__Material to process__:
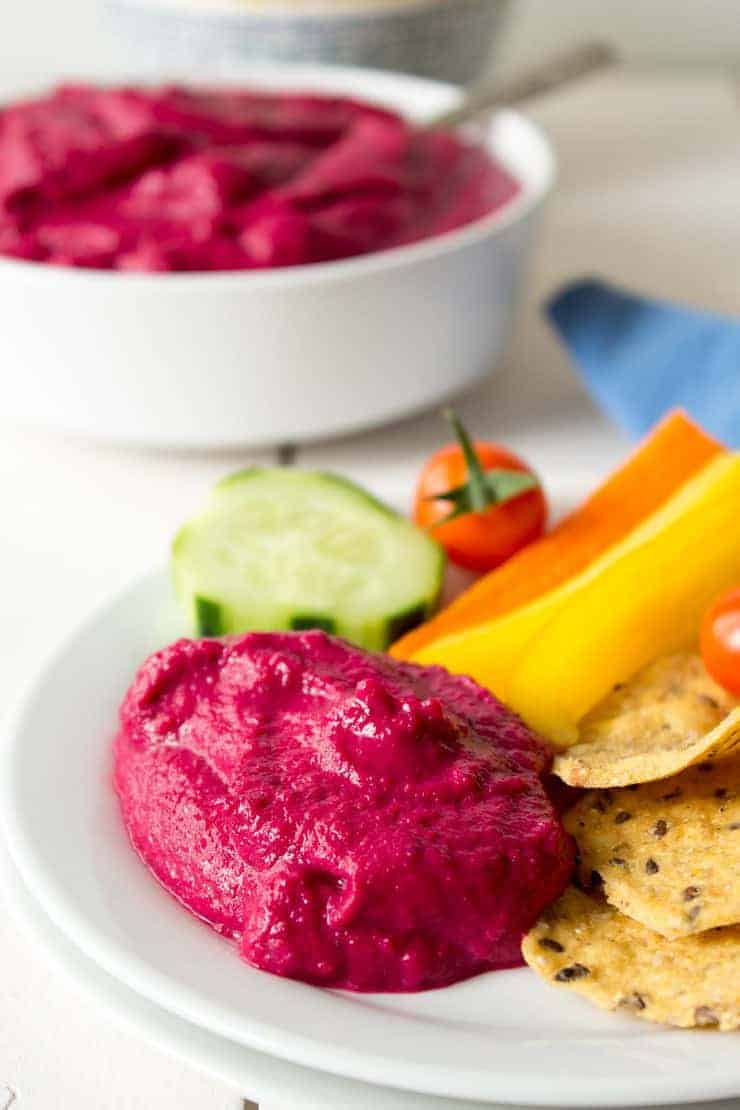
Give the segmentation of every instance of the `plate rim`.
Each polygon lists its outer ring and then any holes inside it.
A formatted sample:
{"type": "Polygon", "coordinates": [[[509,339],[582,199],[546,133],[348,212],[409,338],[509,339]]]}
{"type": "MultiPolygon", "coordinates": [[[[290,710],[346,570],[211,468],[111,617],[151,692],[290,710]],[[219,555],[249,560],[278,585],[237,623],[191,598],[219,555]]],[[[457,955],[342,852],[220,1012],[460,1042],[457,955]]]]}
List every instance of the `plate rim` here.
{"type": "MultiPolygon", "coordinates": [[[[486,1101],[495,1097],[499,1104],[506,1106],[526,1103],[531,1107],[561,1107],[567,1102],[572,1107],[592,1107],[594,1079],[588,1076],[569,1073],[569,1087],[565,1092],[557,1081],[554,1082],[550,1073],[540,1074],[535,1068],[528,1069],[524,1076],[521,1068],[510,1072],[470,1068],[462,1076],[459,1068],[449,1068],[444,1063],[437,1064],[432,1078],[428,1064],[425,1066],[420,1061],[402,1062],[397,1056],[387,1057],[377,1051],[368,1053],[367,1050],[362,1051],[356,1046],[348,1048],[334,1041],[318,1040],[304,1032],[286,1031],[264,1019],[251,1017],[249,1028],[242,1022],[235,1028],[224,1007],[199,998],[194,988],[174,981],[141,956],[122,951],[102,929],[88,920],[63,884],[58,881],[44,865],[42,854],[34,846],[32,836],[24,826],[14,789],[16,764],[19,758],[18,740],[22,735],[26,717],[30,716],[37,700],[43,696],[47,679],[61,664],[62,658],[73,652],[85,635],[100,626],[104,627],[123,603],[139,592],[156,587],[158,584],[161,586],[163,582],[162,571],[150,572],[134,578],[122,591],[95,606],[70,634],[55,638],[53,649],[47,653],[41,666],[26,684],[3,724],[4,735],[0,744],[0,819],[13,864],[23,884],[47,916],[92,962],[135,993],[191,1025],[280,1060],[310,1070],[359,1080],[378,1090],[383,1089],[378,1079],[383,1076],[386,1087],[448,1099],[486,1101]],[[519,1086],[523,1079],[526,1082],[524,1088],[519,1086]],[[497,1088],[495,1096],[490,1091],[491,1083],[497,1088]],[[556,1096],[555,1090],[559,1091],[559,1094],[556,1096]]],[[[636,1042],[647,1047],[646,1042],[661,1031],[663,1036],[668,1033],[677,1038],[681,1035],[697,1038],[700,1036],[656,1026],[646,1027],[643,1036],[638,1036],[636,1042]]],[[[724,1038],[728,1035],[714,1036],[724,1038]]],[[[697,1045],[706,1045],[707,1040],[708,1038],[702,1038],[701,1041],[697,1039],[697,1045]]],[[[711,1061],[711,1056],[708,1060],[711,1061]]],[[[700,1067],[701,1062],[699,1053],[691,1071],[683,1074],[679,1081],[667,1078],[661,1069],[648,1074],[642,1073],[639,1094],[636,1091],[633,1074],[622,1076],[620,1072],[616,1078],[608,1077],[609,1089],[599,1091],[599,1104],[601,1107],[665,1106],[740,1096],[740,1058],[738,1072],[734,1076],[726,1072],[719,1078],[716,1069],[709,1069],[708,1073],[700,1067]]]]}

__Given exercise__:
Arrange the lines above as a JSON list of strings, with one string for each line and no blank lines. Omit the picture from your list.

__Exercise result__:
[
  "Give the segmentation of every instance of the `plate rim`.",
  "Each polygon lists its outer ring and then any holes inside it.",
  "A formatted sample:",
  "{\"type\": \"Polygon\", \"coordinates\": [[[509,339],[582,199],[546,133],[348,212],[409,338],[509,339]]]}",
  "{\"type\": \"MultiPolygon\", \"coordinates\": [[[[290,710],[346,570],[211,468],[111,617],[151,692],[290,710]],[[219,555],[249,560],[278,585],[237,623],[191,598],[219,555]]],[[[457,955],[342,852],[220,1012],[460,1042],[457,955]]]]}",
  "List every instance of the `plate rim` here.",
  "{\"type\": \"MultiPolygon\", \"coordinates\": [[[[486,1101],[495,1097],[499,1104],[506,1106],[526,1103],[531,1107],[561,1107],[567,1102],[572,1107],[592,1107],[594,1079],[588,1076],[569,1073],[569,1087],[565,1092],[557,1081],[554,1082],[550,1073],[540,1074],[535,1068],[528,1069],[524,1076],[521,1068],[510,1072],[470,1068],[462,1076],[459,1068],[449,1068],[444,1063],[437,1064],[432,1078],[428,1064],[425,1066],[420,1061],[402,1062],[397,1056],[387,1057],[377,1051],[368,1053],[367,1050],[362,1051],[356,1046],[348,1048],[334,1041],[318,1040],[304,1032],[286,1031],[264,1019],[251,1017],[249,1028],[242,1022],[235,1028],[224,1007],[199,998],[194,988],[174,981],[141,956],[122,951],[102,929],[88,920],[63,884],[58,881],[44,865],[42,854],[34,846],[32,836],[24,826],[14,789],[16,764],[19,758],[18,740],[22,735],[26,717],[30,716],[37,700],[43,696],[47,679],[61,664],[62,658],[73,652],[85,635],[100,626],[104,627],[123,603],[139,592],[156,587],[158,584],[161,586],[163,582],[162,571],[150,572],[134,578],[122,591],[95,606],[70,634],[55,638],[53,649],[47,653],[41,666],[26,684],[3,724],[4,735],[0,744],[0,819],[13,864],[23,884],[47,916],[92,962],[135,993],[191,1025],[280,1060],[310,1070],[359,1080],[378,1090],[383,1089],[378,1079],[383,1076],[386,1087],[448,1099],[486,1101]],[[519,1086],[523,1079],[526,1082],[524,1088],[519,1086]],[[497,1088],[495,1096],[490,1091],[491,1083],[497,1088]],[[556,1096],[555,1090],[559,1091],[559,1094],[556,1096]]],[[[636,1042],[647,1047],[646,1042],[661,1031],[663,1036],[668,1033],[677,1038],[681,1035],[697,1038],[700,1036],[656,1026],[646,1027],[643,1036],[638,1036],[636,1042]]],[[[724,1038],[728,1035],[714,1036],[724,1038]]],[[[697,1045],[706,1045],[707,1040],[708,1038],[702,1038],[701,1041],[697,1039],[697,1045]]],[[[711,1061],[711,1056],[708,1060],[711,1061]]],[[[700,1067],[701,1062],[699,1053],[691,1071],[683,1074],[679,1081],[667,1078],[661,1069],[648,1074],[642,1073],[639,1094],[636,1091],[633,1074],[622,1076],[620,1072],[616,1078],[608,1077],[609,1089],[599,1091],[599,1104],[601,1107],[665,1106],[740,1096],[740,1058],[738,1072],[734,1076],[726,1072],[719,1078],[716,1069],[709,1069],[708,1073],[700,1067]]]]}"
]